Cláudia Chaves Martins Jorge • jul. 13, 2021

Por Cláudia Chaves Martins Jorge


O Estatuto da Criança e do Adolescente completa 31 anos em 2021. Hoje, pode-se dizer, que crianças e adolescentes são reconhecidos como sujeitos de direitos, mas esta luta por Direitos vem de longa data. Em 1924 a Liga das Nações adota a Declaração de Genebra sobre os Direitos da Criança que foi elaborada por Eglantyne Jebb, falecida em 1928, fundadora do fundo Save the Children, instituição que luta para salvar crianças em risco e garantir a elas um futuro. Eglantyne Jebb em 1919 escreveu ao Papa Bento XV pedindo ajuda da Igreja para o combate à fome, o Papa, em apoio ao movimento, pediu que todas as igrejas do mundo arrecadassem fundos para a instituição Save the Children¹.


No Brasil, a luta em defesa das crianças teve início com as Santas Casas que recebiam crianças abandonadas no sistema da “roda”, um local onde a criança era colocada e, ao girar esta roda, ela era entregue aos cuidados da Igreja Católica. Na época da República, com o início das lutas sociais, buscou-se a defesa do Direito da criança reivindicando a proibição do trabalho aos menores de 14 anos e a proibição do trabalho noturno aos menores de 18 anos. Em 1923 foi criado o Juizado de Menores e em 1927 entra em vigor o Código de Menores, conhecido como Código Mello Matos3, já que foi José Cândido de Albuquerque Mello Mattos o idealizador do projeto que culminou na criação do Juizado de Menores do Distrito Federal, no qual tornou-se juiz titular em fevereiro de 1924. E foi o Código de Menores que instituiu a maioridade penal aos 18 anos, permanecendo assim até hoje.3 Sob muitos protestos, o Código de Menores proibia que menores de 12 anos trabalhassem, da mesma forma os que estavam com 14 anos, mas não haviam concluído o primário4.


Em 1948 a Assembleia das Nações Unidas aprovou a Declaração Universal dos Direitos Humanos que no artigo 25 garante que “A maternidade e a infância têm direito a cuidados e assistência especiais. Todas as crianças, nascidas dentro ou fora do matrimônio, gozarão da mesma proteção social5.” Com o Estado Novo nos anos de 1937 à 1945, abriu-se espaço para a instalação de políticas sociais, como a legislação trabalhista, por exemplo. Em 1941, através do Decreto-Lei nº 37796, foi implantado o SAM, Serviço de Assistência a Menores, com a missão de dar amparo social aos menores desvalidos e infratores. Porém, o olhar para o menor era basante preconceituoso, pois o taxava de delinquente e desvalido e propunha internação em estabelecimento oficial ou particular, com objetivos de natureza assistencial, enfatizava a importância de estudos e pesquisas e o atendimento psicopedagógico às crianças e adolescentes carentes e com problemas de conduta, mas não era capaz de diferenciar o menor infrator daquele que era vítima de abandono ou violência7.

■ Atividades:
**1)** Com base no texto sobre os direitos da criança, responda:
(a) Em que ano a Liga das Nações adotou a Declaração de Genebra sobre os Direitos da Criança?
(b) Em que ano entrou em vigor o Código de Menores?
(c) O que significa a sigla SAM?
**2)** Transcreva do texto sobre os direitos da criança o trecho que vai de "Cláudia Chaves Martins Jorge •" até "Save the Children¹.".
O material não é necessário para a resolução das atividades.

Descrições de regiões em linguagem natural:

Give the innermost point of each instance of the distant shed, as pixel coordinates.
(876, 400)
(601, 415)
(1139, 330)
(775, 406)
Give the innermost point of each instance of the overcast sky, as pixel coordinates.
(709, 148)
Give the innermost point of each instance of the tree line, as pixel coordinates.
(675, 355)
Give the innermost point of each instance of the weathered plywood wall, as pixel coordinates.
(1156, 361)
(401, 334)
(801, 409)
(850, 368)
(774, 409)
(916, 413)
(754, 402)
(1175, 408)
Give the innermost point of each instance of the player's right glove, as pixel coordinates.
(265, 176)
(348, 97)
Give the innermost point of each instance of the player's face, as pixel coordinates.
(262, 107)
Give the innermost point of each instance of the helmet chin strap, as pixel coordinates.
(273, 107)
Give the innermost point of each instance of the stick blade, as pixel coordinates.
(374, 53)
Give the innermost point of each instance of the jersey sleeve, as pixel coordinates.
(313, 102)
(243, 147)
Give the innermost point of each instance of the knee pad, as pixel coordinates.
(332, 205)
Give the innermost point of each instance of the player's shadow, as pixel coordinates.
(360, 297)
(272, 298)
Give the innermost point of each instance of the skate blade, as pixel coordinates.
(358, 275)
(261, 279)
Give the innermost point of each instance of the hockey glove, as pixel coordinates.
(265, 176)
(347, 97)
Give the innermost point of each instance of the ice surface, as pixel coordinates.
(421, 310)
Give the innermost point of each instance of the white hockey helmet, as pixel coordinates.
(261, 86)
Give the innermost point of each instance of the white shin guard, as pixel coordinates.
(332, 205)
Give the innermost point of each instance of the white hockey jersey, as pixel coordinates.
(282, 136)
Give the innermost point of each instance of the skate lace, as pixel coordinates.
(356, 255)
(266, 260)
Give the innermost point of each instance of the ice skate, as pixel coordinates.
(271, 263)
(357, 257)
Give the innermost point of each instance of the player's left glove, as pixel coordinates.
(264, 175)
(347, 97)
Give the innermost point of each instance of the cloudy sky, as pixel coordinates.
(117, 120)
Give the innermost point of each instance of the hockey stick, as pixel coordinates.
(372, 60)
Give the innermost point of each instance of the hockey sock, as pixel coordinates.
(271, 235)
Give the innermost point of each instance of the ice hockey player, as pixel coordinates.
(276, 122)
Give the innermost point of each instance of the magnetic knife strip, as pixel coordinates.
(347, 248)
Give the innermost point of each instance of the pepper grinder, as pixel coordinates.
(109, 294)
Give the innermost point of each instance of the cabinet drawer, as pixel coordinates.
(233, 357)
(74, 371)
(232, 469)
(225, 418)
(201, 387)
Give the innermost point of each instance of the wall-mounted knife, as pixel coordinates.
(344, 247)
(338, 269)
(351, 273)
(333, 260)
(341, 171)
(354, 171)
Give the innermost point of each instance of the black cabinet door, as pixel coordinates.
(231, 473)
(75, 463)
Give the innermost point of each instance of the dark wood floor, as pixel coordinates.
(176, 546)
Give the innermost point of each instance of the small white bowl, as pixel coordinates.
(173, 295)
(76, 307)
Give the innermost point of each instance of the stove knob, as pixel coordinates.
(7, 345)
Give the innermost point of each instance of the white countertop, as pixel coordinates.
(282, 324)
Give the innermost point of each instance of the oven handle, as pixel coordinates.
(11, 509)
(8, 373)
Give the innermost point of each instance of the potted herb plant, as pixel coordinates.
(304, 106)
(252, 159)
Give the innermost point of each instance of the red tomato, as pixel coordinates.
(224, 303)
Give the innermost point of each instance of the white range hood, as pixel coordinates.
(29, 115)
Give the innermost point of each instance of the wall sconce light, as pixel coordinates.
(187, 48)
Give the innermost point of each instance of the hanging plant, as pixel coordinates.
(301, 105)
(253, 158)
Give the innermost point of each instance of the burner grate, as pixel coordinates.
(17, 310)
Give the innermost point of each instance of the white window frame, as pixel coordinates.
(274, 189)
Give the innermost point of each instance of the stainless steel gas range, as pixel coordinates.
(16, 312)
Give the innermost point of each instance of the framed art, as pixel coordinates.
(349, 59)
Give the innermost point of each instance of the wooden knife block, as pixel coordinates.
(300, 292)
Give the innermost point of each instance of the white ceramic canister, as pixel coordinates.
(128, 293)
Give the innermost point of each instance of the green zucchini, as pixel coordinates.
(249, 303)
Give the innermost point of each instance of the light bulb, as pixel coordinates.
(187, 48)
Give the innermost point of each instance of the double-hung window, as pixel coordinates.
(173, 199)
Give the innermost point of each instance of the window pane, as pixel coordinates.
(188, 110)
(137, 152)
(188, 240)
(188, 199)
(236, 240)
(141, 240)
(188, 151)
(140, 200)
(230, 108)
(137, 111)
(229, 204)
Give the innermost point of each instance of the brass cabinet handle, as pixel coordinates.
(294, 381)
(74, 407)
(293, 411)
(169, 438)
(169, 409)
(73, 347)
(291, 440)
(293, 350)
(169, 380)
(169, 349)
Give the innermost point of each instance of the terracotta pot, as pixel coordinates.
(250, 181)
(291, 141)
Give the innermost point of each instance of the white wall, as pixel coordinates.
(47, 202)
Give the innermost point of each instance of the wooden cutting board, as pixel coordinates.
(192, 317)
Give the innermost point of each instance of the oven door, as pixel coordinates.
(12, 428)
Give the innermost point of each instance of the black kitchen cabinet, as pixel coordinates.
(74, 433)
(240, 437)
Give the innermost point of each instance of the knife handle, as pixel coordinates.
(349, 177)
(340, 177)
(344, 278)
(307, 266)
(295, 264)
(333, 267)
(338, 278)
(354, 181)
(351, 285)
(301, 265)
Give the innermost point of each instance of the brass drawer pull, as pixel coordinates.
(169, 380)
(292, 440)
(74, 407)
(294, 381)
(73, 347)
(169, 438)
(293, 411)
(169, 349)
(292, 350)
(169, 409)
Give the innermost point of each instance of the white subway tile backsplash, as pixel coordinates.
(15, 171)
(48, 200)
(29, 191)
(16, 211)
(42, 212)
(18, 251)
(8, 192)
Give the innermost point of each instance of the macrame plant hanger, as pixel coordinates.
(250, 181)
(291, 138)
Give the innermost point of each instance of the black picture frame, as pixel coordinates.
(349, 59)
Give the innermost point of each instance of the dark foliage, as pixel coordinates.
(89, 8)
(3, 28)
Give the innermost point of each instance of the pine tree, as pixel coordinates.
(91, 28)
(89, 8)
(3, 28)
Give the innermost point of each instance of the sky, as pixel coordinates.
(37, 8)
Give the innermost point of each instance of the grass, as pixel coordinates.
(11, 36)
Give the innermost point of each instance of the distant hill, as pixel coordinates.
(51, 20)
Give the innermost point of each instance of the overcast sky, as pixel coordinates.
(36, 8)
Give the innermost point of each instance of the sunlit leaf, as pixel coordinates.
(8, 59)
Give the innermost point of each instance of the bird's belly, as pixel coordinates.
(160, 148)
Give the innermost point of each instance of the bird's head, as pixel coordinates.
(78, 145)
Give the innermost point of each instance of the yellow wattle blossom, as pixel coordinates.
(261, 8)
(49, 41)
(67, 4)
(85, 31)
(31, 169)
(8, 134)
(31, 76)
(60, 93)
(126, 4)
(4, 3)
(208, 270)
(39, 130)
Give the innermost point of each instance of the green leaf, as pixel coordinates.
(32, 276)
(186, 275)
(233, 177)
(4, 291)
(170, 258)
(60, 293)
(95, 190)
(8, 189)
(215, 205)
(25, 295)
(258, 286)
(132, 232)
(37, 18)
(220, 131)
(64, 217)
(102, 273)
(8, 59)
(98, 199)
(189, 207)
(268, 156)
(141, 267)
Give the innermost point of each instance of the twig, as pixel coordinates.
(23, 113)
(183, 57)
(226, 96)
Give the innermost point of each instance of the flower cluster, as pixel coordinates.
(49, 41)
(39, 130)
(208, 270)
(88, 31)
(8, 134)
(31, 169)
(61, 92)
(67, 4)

■ Atividades resolvidas:
**1)**
(a) Em 1924.
(b) Em 1927.
(c) Serviço de Assistência a Menores.

**2)**
Cláudia Chaves Martins Jorge • jul. 13, 2021

Por Cláudia Chaves Martins Jorge


O Estatuto da Criança e do Adolescente completa 31 anos em 2021. Hoje, pode-se dizer, que crianças e adolescentes são reconhecidos como sujeitos de direitos, mas esta luta por Direitos vem de longa data. Em 1924 a Liga das Nações adota a Declaração de Genebra sobre os Direitos da Criança que foi elaborada por Eglantyne Jebb, falecida em 1928, fundadora do fundo Save the Children, instituição que luta para salvar crianças em risco e garantir a elas um futuro. Eglantyne Jebb em 1919 escreveu ao Papa Bento XV pedindo ajuda da Igreja para o combate à fome, o Papa, em apoio ao movimento, pediu que todas as igrejas do mundo arrecadassem fundos para a instituição Save the Children¹.